WHAT IS ASKED: Copy the data below exactly.

EXERCISE INPUT:
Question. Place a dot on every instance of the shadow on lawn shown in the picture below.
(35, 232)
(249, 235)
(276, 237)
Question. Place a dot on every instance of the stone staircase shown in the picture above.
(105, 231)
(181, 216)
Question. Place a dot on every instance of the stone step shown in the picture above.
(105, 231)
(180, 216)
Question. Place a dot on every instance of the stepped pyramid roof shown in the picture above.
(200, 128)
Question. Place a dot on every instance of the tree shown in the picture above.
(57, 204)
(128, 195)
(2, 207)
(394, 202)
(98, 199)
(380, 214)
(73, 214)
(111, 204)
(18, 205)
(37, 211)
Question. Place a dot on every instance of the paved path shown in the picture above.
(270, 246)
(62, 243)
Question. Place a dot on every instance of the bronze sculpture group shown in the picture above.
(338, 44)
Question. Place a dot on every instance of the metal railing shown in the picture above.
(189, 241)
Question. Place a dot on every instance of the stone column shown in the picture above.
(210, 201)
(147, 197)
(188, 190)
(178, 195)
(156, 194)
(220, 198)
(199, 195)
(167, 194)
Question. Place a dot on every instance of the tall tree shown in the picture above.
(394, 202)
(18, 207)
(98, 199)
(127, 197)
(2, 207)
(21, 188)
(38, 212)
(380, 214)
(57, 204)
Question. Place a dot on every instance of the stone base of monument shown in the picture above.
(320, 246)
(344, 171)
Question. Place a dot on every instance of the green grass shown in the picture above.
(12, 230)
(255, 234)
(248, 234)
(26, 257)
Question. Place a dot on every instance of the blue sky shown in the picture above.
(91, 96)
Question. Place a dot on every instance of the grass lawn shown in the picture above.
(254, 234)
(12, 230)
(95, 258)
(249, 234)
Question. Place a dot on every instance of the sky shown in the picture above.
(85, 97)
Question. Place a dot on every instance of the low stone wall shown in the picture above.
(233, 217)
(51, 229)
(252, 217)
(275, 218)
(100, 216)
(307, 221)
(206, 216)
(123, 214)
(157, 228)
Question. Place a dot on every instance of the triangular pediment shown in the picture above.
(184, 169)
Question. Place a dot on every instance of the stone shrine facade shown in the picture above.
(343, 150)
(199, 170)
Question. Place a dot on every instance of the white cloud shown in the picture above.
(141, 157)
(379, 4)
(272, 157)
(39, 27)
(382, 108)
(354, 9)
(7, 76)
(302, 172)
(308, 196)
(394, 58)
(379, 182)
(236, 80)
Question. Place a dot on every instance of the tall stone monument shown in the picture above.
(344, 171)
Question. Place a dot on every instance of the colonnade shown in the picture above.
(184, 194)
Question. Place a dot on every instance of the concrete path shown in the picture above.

ANSWER TO THIS PROBLEM:
Question. Place a dot on every instance of the shadow on lawn shown in the picture below.
(35, 232)
(249, 235)
(276, 237)
Question. Place a dot on every instance of the stone staircase shown in the picture above.
(105, 231)
(181, 216)
Question. Place a dot on every instance of the stone step shown in the picture above.
(105, 231)
(180, 216)
Question. Place a dot on every instance of the stepped pyramid roof shown in the picture above.
(200, 128)
Question. Place a dot on every instance of the tree shown in the picture above.
(57, 204)
(128, 195)
(2, 207)
(394, 202)
(98, 199)
(380, 214)
(73, 214)
(111, 204)
(18, 205)
(37, 211)
Question. Place a dot on every instance of the paved path shown in the picture above.
(270, 246)
(62, 243)
Question. Place a dot on every instance of the bronze sculpture group shown in the picture above.
(338, 44)
Question. Place a dot on every instance of the metal railing shown in the picture above.
(189, 241)
Question. Place a dot on every instance of the stone column shown in the picture above.
(210, 201)
(147, 197)
(188, 190)
(178, 195)
(156, 194)
(220, 198)
(199, 195)
(167, 194)
Question. Place a dot on every instance of the tall tree shown in the picture above.
(394, 202)
(18, 207)
(98, 199)
(127, 197)
(2, 207)
(21, 188)
(38, 212)
(380, 214)
(57, 204)
Question. Place a dot on every instance of the stone base of monument shown in the picture above.
(320, 246)
(344, 171)
Question. Place a dot on every instance of the green grass shown in the picture above.
(12, 230)
(255, 234)
(248, 234)
(26, 257)
Question. Place a dot on every instance of the blue sky shown in the picture above.
(91, 96)
Question. Place a dot on every instance of the grass lawn shown in the picture above.
(254, 234)
(12, 230)
(95, 258)
(249, 234)
Question. Place a dot on every instance of the sky shown in the picture above.
(85, 97)
Question. Place a dot on every instance of the low stone wall shown in the picture above.
(233, 217)
(51, 229)
(252, 217)
(275, 218)
(100, 216)
(307, 221)
(206, 216)
(123, 214)
(157, 228)
Question. Place a dot on every instance of the triangular pediment shown in the picture above.
(184, 169)
Question. Place a dot on every instance of the stone shrine facade shown in the picture above.
(343, 150)
(199, 170)
Question. Place a dot on every instance of the white cloud shown in the picture above.
(141, 157)
(379, 4)
(272, 157)
(39, 27)
(382, 108)
(354, 9)
(7, 76)
(302, 172)
(308, 196)
(394, 58)
(379, 182)
(236, 80)
Question. Place a dot on every instance of the tall stone monument shown in the picture above.
(344, 171)
Question. Place a dot on every instance of the colonnade shown in the picture above.
(184, 194)
Question. Place a dot on every instance of the concrete path shown in the picture above.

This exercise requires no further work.